*Work instructions*
Give a verbatim quotation of every record.
BEGIN
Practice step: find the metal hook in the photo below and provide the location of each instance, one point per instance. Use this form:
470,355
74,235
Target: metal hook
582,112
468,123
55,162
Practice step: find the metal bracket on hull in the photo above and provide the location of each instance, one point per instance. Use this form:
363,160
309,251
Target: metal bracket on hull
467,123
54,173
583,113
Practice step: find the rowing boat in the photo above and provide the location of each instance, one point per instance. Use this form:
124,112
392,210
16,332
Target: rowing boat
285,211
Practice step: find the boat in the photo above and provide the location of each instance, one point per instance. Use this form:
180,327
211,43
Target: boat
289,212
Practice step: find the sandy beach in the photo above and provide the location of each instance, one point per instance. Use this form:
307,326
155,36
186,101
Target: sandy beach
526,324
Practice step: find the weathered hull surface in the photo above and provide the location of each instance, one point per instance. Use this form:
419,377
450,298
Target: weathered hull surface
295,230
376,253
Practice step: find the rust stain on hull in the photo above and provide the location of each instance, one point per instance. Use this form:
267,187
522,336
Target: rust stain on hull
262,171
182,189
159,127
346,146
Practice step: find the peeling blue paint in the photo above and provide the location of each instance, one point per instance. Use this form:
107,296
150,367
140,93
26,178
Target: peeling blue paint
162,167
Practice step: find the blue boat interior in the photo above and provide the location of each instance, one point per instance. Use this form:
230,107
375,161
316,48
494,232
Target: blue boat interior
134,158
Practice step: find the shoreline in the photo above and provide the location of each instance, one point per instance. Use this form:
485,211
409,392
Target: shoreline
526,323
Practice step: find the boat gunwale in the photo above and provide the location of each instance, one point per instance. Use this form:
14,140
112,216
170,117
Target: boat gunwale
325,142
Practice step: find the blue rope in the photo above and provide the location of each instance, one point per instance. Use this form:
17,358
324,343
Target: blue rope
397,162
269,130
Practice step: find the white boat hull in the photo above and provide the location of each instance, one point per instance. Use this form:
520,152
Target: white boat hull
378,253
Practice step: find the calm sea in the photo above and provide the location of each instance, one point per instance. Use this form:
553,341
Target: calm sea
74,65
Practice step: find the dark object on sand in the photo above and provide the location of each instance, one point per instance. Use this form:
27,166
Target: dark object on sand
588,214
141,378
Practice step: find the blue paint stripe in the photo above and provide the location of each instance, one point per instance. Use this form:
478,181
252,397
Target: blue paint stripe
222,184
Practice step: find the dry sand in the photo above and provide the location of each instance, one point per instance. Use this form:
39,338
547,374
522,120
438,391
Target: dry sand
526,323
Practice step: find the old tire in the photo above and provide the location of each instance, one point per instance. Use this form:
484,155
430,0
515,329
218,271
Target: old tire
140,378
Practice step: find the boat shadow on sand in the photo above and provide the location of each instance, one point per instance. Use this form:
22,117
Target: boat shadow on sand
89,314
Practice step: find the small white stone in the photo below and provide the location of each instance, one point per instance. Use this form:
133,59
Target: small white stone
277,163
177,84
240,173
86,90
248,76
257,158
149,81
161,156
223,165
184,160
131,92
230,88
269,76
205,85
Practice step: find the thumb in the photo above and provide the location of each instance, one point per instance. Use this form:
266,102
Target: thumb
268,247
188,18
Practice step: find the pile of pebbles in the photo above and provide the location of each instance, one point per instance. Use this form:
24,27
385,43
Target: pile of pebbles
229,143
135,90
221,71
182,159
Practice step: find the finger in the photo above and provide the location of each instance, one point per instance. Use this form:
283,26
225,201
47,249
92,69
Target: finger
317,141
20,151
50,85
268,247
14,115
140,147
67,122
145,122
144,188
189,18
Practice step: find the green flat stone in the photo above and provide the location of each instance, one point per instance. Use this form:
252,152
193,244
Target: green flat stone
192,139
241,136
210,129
END
*Result below*
Practice step: find the metal hook in the photo below and provide the location of each instance, one point per instance. Use this form:
470,355
74,235
Target: metal hook
582,112
468,123
55,162
Practice step: find the metal bracket on hull in the photo above and provide the location of each instance, one point per instance. Use this form:
363,160
309,251
Target: metal bracket on hull
467,123
54,173
583,113
Practice step: find the rowing boat in the photo above and provide the location of each instance, one point per instance. Use this form:
124,112
392,210
16,332
Target: rowing boat
285,211
Practice step: find the boat in the photo above and provide the location of each instance, one point per instance. Use this form:
180,327
211,43
Target: boat
289,212
Practice step: find the sandy beach in the photo above and provide the location of each instance, one point per instance. Use this form:
307,326
155,36
186,101
Target: sandy beach
526,324
Practice step: find the weathered hull surface in the photo above and provide the location of each instance, one point per instance. Use this form:
419,377
450,298
Target: weathered hull surface
295,230
376,253
Practice step: find the rust stain on hull in the photo above and provide the location of each instance, one point per instance. Use this form:
267,187
522,336
Target: rust stain on hull
262,171
182,189
159,127
346,146
Practice step: find the peeling blue paint in the photo above and provide the location of each instance, one point per instance. Use this form:
107,296
150,367
140,93
26,178
Target: peeling blue paint
162,167
Practice step: find the blue boat interior in the photo above and provide the location of each instance, one point per instance. Use this form:
230,107
375,161
316,48
494,232
Target: blue boat interior
134,158
Practice step: find the shoreline in the photo above and provide the location of each instance, one point per instance. Use this form:
485,211
409,392
Target: shoreline
526,323
Practice step: find the boat gunwale in the photo above and provide the location of each instance, one point per instance. Use this form:
14,140
112,216
170,117
Target: boat gunwale
325,142
Practice step: find the blue rope in the photo above and provide the location of each instance, one point per instance. Use this form:
17,358
324,343
Target: blue rope
397,162
269,130
Practice step: find the white boat hull in the photo above and provide the location of each instance, one point per instance. Use this form:
520,152
Target: white boat hull
378,253
Practice step: find the calm sea in the photo above and provide the location of each instance, one point per instance. Use this form:
553,341
Target: calm sea
74,65
Practice step: find the dark object on sand in the photo above and provide the location of each instance, one point per instance. Use this form:
27,166
Target: dark object on sand
588,214
141,378
Practice step: find the blue paint stripe in the photo above and provide the location of each instance, one point per instance. Use this form:
478,181
252,397
Target: blue paint stripe
222,184
Practice step: find the dry sand in the photo above and provide the location of each instance, one point per instance. Use this form:
39,338
547,374
522,120
438,391
Target: dry sand
526,323
Practice step: find the old tire in the photo above and provide the location of each instance, one point per instance. Use this form:
484,155
430,0
515,329
218,271
Target: old tire
140,378
Practice step: find the boat shadow on sand in the photo above and provide the location of each instance, one point per instance. Use this form:
22,117
Target: boat shadow on sand
89,314
Practice step: find the small white stone in the photo below and provide the location of each instance, one point per instance. Use this form:
133,59
Target: small white stone
277,163
177,84
240,173
86,90
248,76
257,158
149,81
161,156
223,165
184,160
131,92
230,88
269,76
205,85
Practice step: find the thumb in the photo above and provide the location of each instance, one point per instance. Use this form:
266,102
Target: thumb
268,247
188,18
Practice step: find the pile of pebbles in the photo above and provide the location of each instance, one point per instance. Use this form:
24,27
385,43
Target: pile of pebbles
229,143
135,90
221,71
182,159
Practice step: find the finger in the photo above and provide the location of each instance, one point per instance. Use this form:
283,26
225,201
47,249
92,69
Target: finger
317,141
20,151
50,85
268,247
14,115
140,147
67,122
145,122
144,188
189,18
Practice step: find the green flat stone in the photo above and provide the location of each instance, one point per instance. Use this form:
252,152
193,244
Target: green flat stone
192,139
241,136
210,129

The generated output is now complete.